───── Selected text ─────

Re: [Haskell] Mixing monadic and non-monadic functions
On Thu, Sep 08, 2005 at 09:30:34AM -0700, Scherrer, Chad wrote:
> One of Mark Jones's articles suggests something like
>
> class Plus a b c | a b -> c where
> (+) :: a -> b -> c
>
> Would
>
> instance (Plus a b c, Monad m) => Plus (m a) (m b) (m c) where
> mx + my = do x <- mx
>y <- my
>return (x + y)
>
> do what you're looking for?
Hi Chad,
I'm not sure exactly what you have in mind. Obviously I want something
that applies to all functions, with any number of arguments, and not
just (+). Furthermore, it should handle cases like 1+[2,3] where only
one value is monadic. Keean Schupke's suggestion sounds more likely to
be useful, but I'm still reading it. In any case, a minimum of
syntactic overhead is desired.
Frederik
> --
> Original message:
>
> Hi,
>
> Sean's comment (yeah, it was like a billion years ago, just catching
> up) is something that I've often thought myself.

───── Material provided ─────

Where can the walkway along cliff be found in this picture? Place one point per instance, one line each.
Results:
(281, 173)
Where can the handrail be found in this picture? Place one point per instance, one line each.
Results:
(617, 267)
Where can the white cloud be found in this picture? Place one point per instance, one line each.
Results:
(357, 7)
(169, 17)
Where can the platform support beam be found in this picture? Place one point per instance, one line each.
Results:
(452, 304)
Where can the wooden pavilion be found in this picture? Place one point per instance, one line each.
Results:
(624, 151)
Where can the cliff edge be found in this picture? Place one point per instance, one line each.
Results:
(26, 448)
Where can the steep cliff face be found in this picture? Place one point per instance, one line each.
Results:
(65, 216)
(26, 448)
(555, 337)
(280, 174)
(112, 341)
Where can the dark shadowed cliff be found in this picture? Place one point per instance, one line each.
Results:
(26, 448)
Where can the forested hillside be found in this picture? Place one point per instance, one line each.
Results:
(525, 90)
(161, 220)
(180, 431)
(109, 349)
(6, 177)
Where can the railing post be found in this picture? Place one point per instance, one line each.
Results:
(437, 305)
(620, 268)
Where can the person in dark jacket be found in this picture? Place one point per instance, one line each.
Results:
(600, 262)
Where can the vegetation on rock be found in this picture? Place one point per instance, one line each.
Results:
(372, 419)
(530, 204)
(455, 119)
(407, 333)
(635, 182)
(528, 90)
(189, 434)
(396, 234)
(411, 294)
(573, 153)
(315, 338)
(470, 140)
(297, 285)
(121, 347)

─────

*Directions:*
Answer these about the Haskell mailing-list reply:
(a) Whose articles suggest the class Plus a b c?
(b) What expression does Frederik give as a case where only one value is monadic?
(c) Whose suggestion does Frederik say sounds more likely to be useful?

*Response:*
(a) Mark Jones's
(b) 1+[2,3]
(c) Keean Schupke's